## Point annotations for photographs
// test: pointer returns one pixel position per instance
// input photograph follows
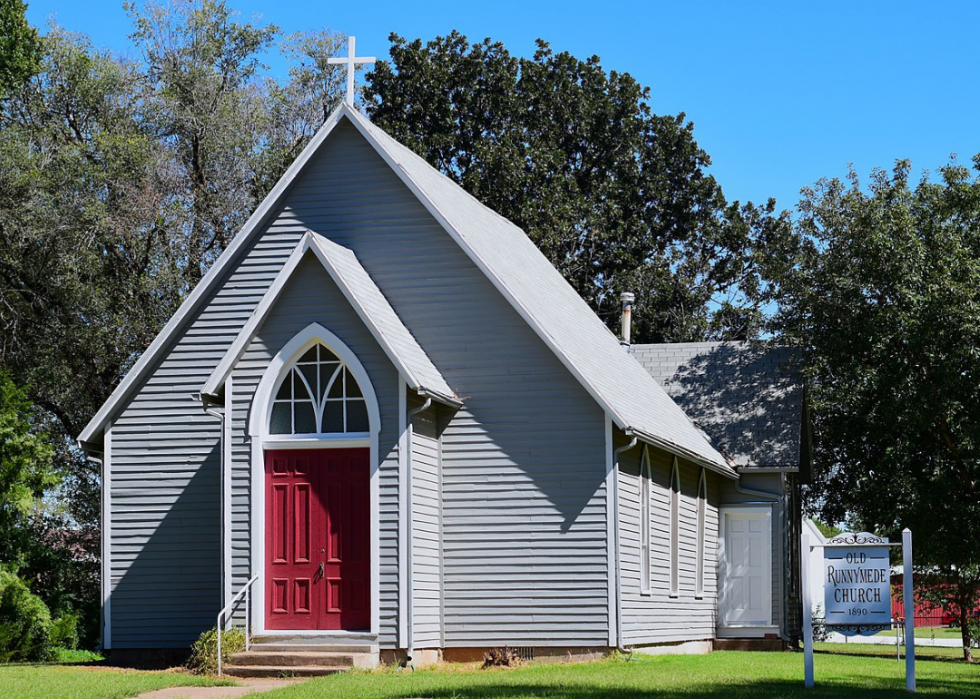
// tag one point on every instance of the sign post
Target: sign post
(857, 592)
(807, 610)
(909, 595)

## Problem statement
Render every line of the items above as a numbered list, skipping blank lines and omitting the pictures.

## Written answer
1. // test: pointer returns one pixel position per instance
2. // input photograph follows
3. // tag one point on every instance of the sign post
4. Target: sign post
5. (857, 592)
6. (807, 610)
7. (909, 595)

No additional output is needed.